■ Objective ■
Can you reproduce the part of the article on The Baron in the Trees below, starting at "The story is" and ending at "in the trees.", word for word?
#### Provided passage
"I'm never coming down", he said. And he kept his word.

"The Baron in the Trees" (original title: "Il barone rampante") was written by Italo Calvino in 1957 and forms, alongside The Cloven Viscount and The Nonexistant Knight, the Ancestors trilogy. Some consider it to be his best work; it is certainly among his most entertaining.

Background

Set in the 18th century, the novel follows a style similar to the other two works in this trilogy: magical realism with a splash of historically-inspired elements. It differs from The Cloven Viscount, however, in going past sketched-out settings and form-filling characters, but instead having very carefully crafted 18th century period pieces - Calvino states that this was the "age of the eccentrics" and his characters (both primary and secondary) are direct reflections of this time period. Here time and characters are inseperable - the former creates the latter. Calvino has, in his own words, created a "historical pastiche".

Plot outline

The story is centered on a young man in Italy named Cosimo, next in line for the role of Baron and apparently "living the life" - eating escargot almost daily, occupying a room in a comfortable castle. Such a life does not lend itself to extensive meditation, however, and on 15th of July, 1767, however, he decides he cannot stand it any longer and decides the noble life isn't for him. A conversion to religion? To poverty? No, Cosimo's chosen path to alienation is a distinctintly arboreal route - he decides he is going to spend the rest of the life in the trees.

The book from here on concern itself almost entirely on Cosimo's exploits among branches and vines, narrated through the eyes of his younger brother. Cosimo falls in love with a girl named Viola, meets a group of Spaniards also living in the trees (but living there due to legal troubles, not any sort of personal choice), has his heart broken, meets a thief more thirsty for knowledge than for jewelry, and finally makes a homecoming (though never, ever touching his feet on the ground), after which he makes his final departure, hanging on to the basket of a montgolfiere.
########
#### Data provided
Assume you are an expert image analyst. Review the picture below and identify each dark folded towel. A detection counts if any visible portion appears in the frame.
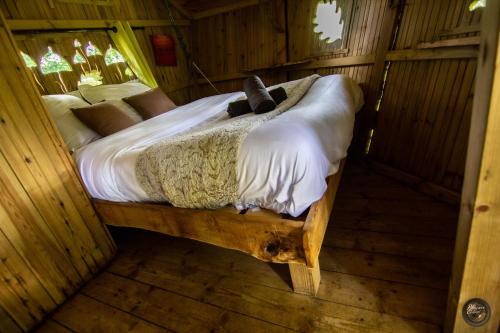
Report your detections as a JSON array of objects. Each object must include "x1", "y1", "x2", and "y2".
[
  {"x1": 243, "y1": 75, "x2": 276, "y2": 114},
  {"x1": 227, "y1": 87, "x2": 287, "y2": 118},
  {"x1": 269, "y1": 87, "x2": 288, "y2": 105},
  {"x1": 227, "y1": 99, "x2": 252, "y2": 118}
]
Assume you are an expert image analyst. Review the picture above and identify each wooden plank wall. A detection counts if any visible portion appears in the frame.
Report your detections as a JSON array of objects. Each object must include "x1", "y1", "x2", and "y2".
[
  {"x1": 0, "y1": 0, "x2": 190, "y2": 104},
  {"x1": 0, "y1": 15, "x2": 115, "y2": 332},
  {"x1": 370, "y1": 0, "x2": 480, "y2": 193},
  {"x1": 191, "y1": 0, "x2": 388, "y2": 100},
  {"x1": 191, "y1": 0, "x2": 481, "y2": 201},
  {"x1": 191, "y1": 1, "x2": 286, "y2": 98}
]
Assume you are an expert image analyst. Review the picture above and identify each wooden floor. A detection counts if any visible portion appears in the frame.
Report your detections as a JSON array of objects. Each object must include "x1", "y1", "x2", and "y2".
[{"x1": 34, "y1": 165, "x2": 457, "y2": 333}]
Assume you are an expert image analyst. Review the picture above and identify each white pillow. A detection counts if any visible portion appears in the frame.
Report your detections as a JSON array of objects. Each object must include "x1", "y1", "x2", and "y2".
[
  {"x1": 42, "y1": 95, "x2": 101, "y2": 151},
  {"x1": 78, "y1": 82, "x2": 151, "y2": 104}
]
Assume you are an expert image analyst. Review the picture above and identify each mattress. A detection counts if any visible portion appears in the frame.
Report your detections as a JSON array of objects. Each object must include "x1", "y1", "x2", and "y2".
[{"x1": 74, "y1": 75, "x2": 363, "y2": 216}]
########
■ The result ■
The story is centered on a young man in Italy named Cosimo, next in line for the role of Baron and apparently "living the life" - eating escargot almost daily, occupying a room in a comfortable castle. Such a life does not lend itself to extensive meditation, however, and on 15th of July, 1767, however, he decides he cannot stand it any longer and decides the noble life isn't for him. A conversion to religion? To poverty? No, Cosimo's chosen path to alienation is a distinctintly arboreal route - he decides he is going to spend the rest of the life in the trees.